THE RECORDS -
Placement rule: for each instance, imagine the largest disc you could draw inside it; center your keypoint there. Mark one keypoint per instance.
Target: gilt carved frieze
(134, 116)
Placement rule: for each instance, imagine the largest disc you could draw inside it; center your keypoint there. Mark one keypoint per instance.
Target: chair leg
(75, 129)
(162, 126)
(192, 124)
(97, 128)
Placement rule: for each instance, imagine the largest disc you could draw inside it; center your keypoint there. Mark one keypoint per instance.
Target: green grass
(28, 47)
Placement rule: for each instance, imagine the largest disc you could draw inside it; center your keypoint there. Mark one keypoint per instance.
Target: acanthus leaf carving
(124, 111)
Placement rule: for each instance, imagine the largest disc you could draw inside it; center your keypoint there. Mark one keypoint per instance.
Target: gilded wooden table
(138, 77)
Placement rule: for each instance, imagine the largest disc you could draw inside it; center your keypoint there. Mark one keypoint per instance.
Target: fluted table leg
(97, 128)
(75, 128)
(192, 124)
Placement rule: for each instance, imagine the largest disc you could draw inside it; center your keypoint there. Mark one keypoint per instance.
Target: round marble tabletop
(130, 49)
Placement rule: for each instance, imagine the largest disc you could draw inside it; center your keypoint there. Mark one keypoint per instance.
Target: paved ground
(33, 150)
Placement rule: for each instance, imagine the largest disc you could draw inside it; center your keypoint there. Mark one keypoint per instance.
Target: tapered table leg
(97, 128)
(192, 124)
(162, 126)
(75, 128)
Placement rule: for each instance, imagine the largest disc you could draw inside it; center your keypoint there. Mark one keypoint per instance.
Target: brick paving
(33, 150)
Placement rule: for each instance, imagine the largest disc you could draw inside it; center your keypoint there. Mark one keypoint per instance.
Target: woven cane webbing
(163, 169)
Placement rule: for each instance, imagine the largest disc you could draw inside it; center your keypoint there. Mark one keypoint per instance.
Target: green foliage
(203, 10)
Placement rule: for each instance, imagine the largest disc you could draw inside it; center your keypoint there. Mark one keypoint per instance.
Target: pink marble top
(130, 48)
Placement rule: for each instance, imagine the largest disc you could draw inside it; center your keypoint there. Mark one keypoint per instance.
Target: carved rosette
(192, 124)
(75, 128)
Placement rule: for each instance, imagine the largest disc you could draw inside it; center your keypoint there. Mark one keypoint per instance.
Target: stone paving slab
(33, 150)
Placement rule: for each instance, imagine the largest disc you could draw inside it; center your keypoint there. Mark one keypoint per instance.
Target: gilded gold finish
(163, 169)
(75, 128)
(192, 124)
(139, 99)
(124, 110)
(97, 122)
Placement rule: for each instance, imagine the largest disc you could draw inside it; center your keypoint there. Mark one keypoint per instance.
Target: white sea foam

SHORT EXERCISE -
Using the listing above, please repeat every entry exactly.

SOLUTION FOR THIS EXERCISE -
Placement rule: for each instance, imagine the largest disc you could draw inside it; center your keypoint there. Mark one keypoint per instance.
Target: gilt carved frieze
(134, 116)
Placement rule: for each instance, imagine the largest disc you could draw inside it; center your keypoint there. Mark one keypoint per instance.
Target: chair leg
(75, 129)
(162, 126)
(192, 124)
(97, 128)
Placement rule: for each instance, imagine the largest disc you could draw inside it; center your keypoint there. Mark one keypoint per instance.
Target: green grass
(28, 47)
Placement rule: for each instance, imagine the largest disc you could draw inside it; center your keypoint there. Mark one keypoint per instance.
Target: acanthus leaf carving
(124, 111)
Placement rule: for each instance, imagine the largest disc you could draw inside it; center your keypoint there. Mark one keypoint per instance.
Target: gilded wooden table
(138, 77)
Placement rule: for each instance, imagine the largest disc you could draw inside it; center your keypoint there. Mark one keypoint per instance.
Target: fluted table leg
(97, 128)
(75, 128)
(192, 124)
Placement rule: for each instance, imagine the largest disc you could draw inside it; center your keypoint there. Mark one keypoint per instance.
Target: round marble tabletop
(130, 49)
Placement rule: for each instance, imagine the largest disc you could draw inside it; center your keypoint there. Mark one keypoint per instance.
Target: paved ground
(33, 150)
Placement rule: for each instance, imagine the largest disc you could draw inside it; center your keypoint there. Mark one keypoint per instance.
Target: tapered table leg
(97, 128)
(192, 124)
(162, 126)
(75, 128)
Placement rule: for each instance, imagine the largest disc you could draw inside it; center your keypoint there. Mark one keypoint per instance.
Target: brick paving
(33, 150)
Placement rule: for each instance, imagine the largest disc you could draw inside it; center your keypoint there. Mark one keypoint per instance.
Target: woven cane webbing
(163, 169)
Placement rule: for each instance, imagine the largest disc you could draw inside it; center your keypoint there. Mark one keypoint per instance.
Target: green foliage
(203, 10)
Placement rule: for each instance, imagine the largest disc you could draw inside it; center your keypoint there. Mark one keypoint per instance.
Target: pink marble top
(130, 48)
Placement rule: for each instance, imagine the largest disc you could draw inside it; center your keypoint there. Mark one keypoint per instance.
Target: carved rosette
(192, 124)
(75, 128)
Placement rule: for each instance, imagine the largest disc you could draw inside it; center your keypoint there. Mark one keypoint per instance.
Target: stone paving slab
(33, 150)
Placement rule: for each instance, imagine the largest disc you could draw inside it; center your keypoint there. Mark one keypoint per instance.
Target: gilded gold finish
(163, 169)
(75, 128)
(192, 124)
(139, 99)
(124, 110)
(97, 122)
Placement rule: for each instance, imagine the largest disc you could draw inside it; center your keypoint there. Mark one keypoint per instance.
Target: white sea foam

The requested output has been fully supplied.